• _TASK INSTRUCTIONS_
Retype the complete listing exactly as it appears.
# start of EXTRACTED DATA
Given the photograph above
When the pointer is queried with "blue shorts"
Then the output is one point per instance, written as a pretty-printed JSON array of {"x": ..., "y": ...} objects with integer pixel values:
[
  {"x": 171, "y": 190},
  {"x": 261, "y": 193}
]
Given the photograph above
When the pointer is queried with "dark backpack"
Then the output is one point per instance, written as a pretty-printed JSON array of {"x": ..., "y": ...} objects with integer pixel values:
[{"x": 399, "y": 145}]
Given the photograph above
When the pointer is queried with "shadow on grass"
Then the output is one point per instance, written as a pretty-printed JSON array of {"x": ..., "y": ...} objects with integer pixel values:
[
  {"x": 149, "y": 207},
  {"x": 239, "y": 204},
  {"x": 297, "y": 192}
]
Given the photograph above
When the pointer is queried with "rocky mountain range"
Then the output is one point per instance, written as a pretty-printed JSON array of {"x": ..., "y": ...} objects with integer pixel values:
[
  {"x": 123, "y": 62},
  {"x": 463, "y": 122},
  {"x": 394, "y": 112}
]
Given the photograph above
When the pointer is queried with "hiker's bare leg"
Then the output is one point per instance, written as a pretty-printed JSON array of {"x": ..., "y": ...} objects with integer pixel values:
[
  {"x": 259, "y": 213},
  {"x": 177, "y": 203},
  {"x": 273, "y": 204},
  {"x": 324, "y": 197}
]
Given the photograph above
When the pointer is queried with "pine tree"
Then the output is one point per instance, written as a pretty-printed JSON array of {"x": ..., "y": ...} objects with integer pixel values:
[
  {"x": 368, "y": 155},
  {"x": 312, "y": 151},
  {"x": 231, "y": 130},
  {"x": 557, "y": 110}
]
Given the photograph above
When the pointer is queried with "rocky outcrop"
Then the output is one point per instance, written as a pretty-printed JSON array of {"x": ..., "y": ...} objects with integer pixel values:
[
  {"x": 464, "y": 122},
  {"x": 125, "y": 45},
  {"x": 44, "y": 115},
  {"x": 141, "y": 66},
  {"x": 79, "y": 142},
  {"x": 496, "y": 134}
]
# end of EXTRACTED DATA
• _PROBLEM SOLUTION_
Given the photograph above
When the pointer is queried with "blue shorts"
Then the output is one point per instance, written as a pretty-printed JSON array of {"x": ..., "y": ...} objects with integer pixel values:
[
  {"x": 171, "y": 190},
  {"x": 261, "y": 193}
]
Given the photograph above
When the pointer is queried with "dark backpack"
Then the output is one point per instance, written as a pretty-printed JSON array of {"x": ..., "y": ...} objects with integer pixel values:
[{"x": 399, "y": 145}]
Given the photograph above
When the pointer is queried with "shadow on grass"
Then the output is one point per instance, written as a pretty-printed JSON array of {"x": ..., "y": ...} objects with integer pixel values:
[
  {"x": 149, "y": 207},
  {"x": 239, "y": 204},
  {"x": 297, "y": 192}
]
Given the photograph above
When the pointer is queried with "rocky mountain range"
Then the output is one point per instance, written as a pretty-printed JSON array of {"x": ..., "y": ...} objects with integer pixel values:
[
  {"x": 123, "y": 62},
  {"x": 463, "y": 122},
  {"x": 394, "y": 112}
]
Given the photograph above
When the pointer is queried with "hiker's bare leg"
Then the output is one point per instance, written as a pretty-printed JSON array of {"x": ..., "y": ...} objects with integer pixel values:
[
  {"x": 259, "y": 213},
  {"x": 177, "y": 203},
  {"x": 273, "y": 204},
  {"x": 324, "y": 197}
]
Given the photograph above
When the pointer is queried with "pine tree"
Then the output is one point per instance, written as a pretty-printed JSON array of {"x": ..., "y": ...} objects with integer pixel values:
[
  {"x": 368, "y": 155},
  {"x": 312, "y": 151},
  {"x": 231, "y": 130},
  {"x": 557, "y": 110}
]
Given the photograph above
When the pointer is queried with "rocky outcrop"
Then the output is one point per instance, written as a pretty-printed JSON array of {"x": ..., "y": ...} objects with integer pixel values:
[
  {"x": 464, "y": 122},
  {"x": 125, "y": 45},
  {"x": 44, "y": 115},
  {"x": 141, "y": 66},
  {"x": 79, "y": 142},
  {"x": 496, "y": 134}
]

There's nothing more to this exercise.